§ **WRITTEN PROBLEM A**:
Answer these questions using the prize announcement below.
(i) How many short story collections are on the longlist?
(ii) Which organization is the official media partner for the award?
(iii) Who is the Executive Director of Aspen Words?
§ **WRITTEN PROBLEM B**:
Using the prize announcement below, decide whether each statement agrees with it. Answer yes or no and quote the words that decide it.
(i) The jury has five members.
(ii) The longlist contains 16 novels.
(iii) Immigration is named among the topics covered in the longlisted books.
§ **WRITTEN PROBLEM C**: Supply a continuation of the prize announcement below, starting after its final sentence.

§ **PAGE EXTRACT**:
------------------------------------------------------------------------

Aspen Words today announced the longlist for the Aspen Words Literary Prize (AWLP), an annual award for a work of fiction that addresses a vital contemporary issue. The 16 longlisted titles include 11 novels and five short story collections, and a majority of the selections are by debut authors. The five finalists and winner will be selected by a five-member jury that includes acclaimed feminist writer Dorothy Allison, 2018 AWLP finalist Samrat Upadhyay, Aspen Institute executive vice president Elliot Gerson, literary scholar Farah Jasmine Griffin, and Aspen Words board president Suzanne Bober. Aspen Words announced the longlist in collaboration with NPR Books, the official media partner for the award.
“It’s astonishing to see the number of debut authors on this list; new voices can often help us see the world more clearly, with a different perspective,” said Adrienne Brodeur, Executive Director of Aspen Words. “Many of the topics covered in these books are in the news cycle – gun violence, immigration, police brutality, Native American culture – but fiction allows us to examine these issues with more compassion. I hope that this list will help get these books in more readers’ hands, while also sparking meaningful dialogue around some of our greatest challenges today.”

------------------------------------------------------------------------

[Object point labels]
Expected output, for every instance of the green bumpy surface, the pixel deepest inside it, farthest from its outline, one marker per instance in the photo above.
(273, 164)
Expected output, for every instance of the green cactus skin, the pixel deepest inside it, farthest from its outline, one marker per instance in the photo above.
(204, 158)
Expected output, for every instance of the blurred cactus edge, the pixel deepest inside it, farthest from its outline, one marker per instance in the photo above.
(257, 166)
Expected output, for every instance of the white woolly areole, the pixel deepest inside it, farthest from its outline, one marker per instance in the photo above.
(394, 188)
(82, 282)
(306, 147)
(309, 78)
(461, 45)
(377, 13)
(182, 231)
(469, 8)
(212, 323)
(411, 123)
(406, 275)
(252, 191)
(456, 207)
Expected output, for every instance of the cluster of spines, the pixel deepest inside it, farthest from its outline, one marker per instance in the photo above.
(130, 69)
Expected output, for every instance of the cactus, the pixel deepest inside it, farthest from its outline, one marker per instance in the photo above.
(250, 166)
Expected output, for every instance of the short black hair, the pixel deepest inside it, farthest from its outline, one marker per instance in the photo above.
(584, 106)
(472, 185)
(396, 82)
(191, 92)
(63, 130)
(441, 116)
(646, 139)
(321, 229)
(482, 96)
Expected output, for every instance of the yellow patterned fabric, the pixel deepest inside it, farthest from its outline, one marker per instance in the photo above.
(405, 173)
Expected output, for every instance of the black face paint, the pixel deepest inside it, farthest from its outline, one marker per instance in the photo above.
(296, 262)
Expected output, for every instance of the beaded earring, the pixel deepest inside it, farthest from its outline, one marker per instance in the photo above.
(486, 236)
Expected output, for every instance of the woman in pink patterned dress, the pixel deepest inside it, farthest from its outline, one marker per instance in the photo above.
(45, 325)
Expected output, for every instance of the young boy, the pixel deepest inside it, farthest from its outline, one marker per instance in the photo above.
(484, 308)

------------------------------------------------------------------------

§ **TASK ANSWER A**:
(i) Five
(ii) NPR Books
(iii) Adrienne Brodeur

§ **TASK ANSWER B**:
(i) Yes: "a five-member jury"
(ii) No: "The 16 longlisted titles include 11 novels and five short story collections"
(iii) Yes: "gun violence, immigration, police brutality, Native American culture"

§ **TASK ANSWER C**:
The award, now in its second year, is open to authors of any nationality and is one of the largest literary prizes in the United States with a purse of $35,000. Five finalists will be named on February 20, 2019 and the winner will be announced live at an Awards Ceremony in New York City on April 11, 2019.
Friday Black by Nana Kwame Adjei-Brenyah
Nana Kwame Adjei-Brenyah is from Spring Valley, New York. He graduated from SUNY Albany and went on to receive his MFA from Syracuse University. His work has appeared or is forthcoming in numerous publications, including Guernica, Compose: A Journal of Simply Good Writing, Printer’s Row, Gravel, and The Breakwater Review, where he was selected by ZZ Packer as the winner of the 2nd Annual Breakwater Review Fiction Contest. Friday Black is his first book.
Friday Black illuminates contemporary issues such as violence, race, and injustice in America. This book tackles urgent instances of racism and cultural unrest, and explores the many ways we fight for humanity in an unforgiving world.
The Boat People by Sharon Bala
Sharon Bala lives in St. John’s, Newfoundland, where she is a member of The Port Authority writing group. Her short story “Butter Tea at Starbucks” won the prestigious Writers’ Trust/McClelland & Stewart Journey Prize in 2017. The Boat People is her first novel.
Inspired by a real incident, The Boat People is a gripping and morally complex novel about a group of refugees who survive a perilous ocean voyage to reach Canada –only to face the threat of deportation and accusations of terrorism in their new land. The Boat People is a high-stakes novel that offers a deeply compassionate lens through which to view the current refugee crisis.
A Lucky Man by Jamel Brinkley
Jamel Brinkley is a graduate of Columbia University and the Iowa Writers’ Workshop. He has received fellowships from Kimbilio Fiction, the Wisconsin Institute for Creative Writing, and Stanford University. “A Lucky Man” is his first book. He lives in California.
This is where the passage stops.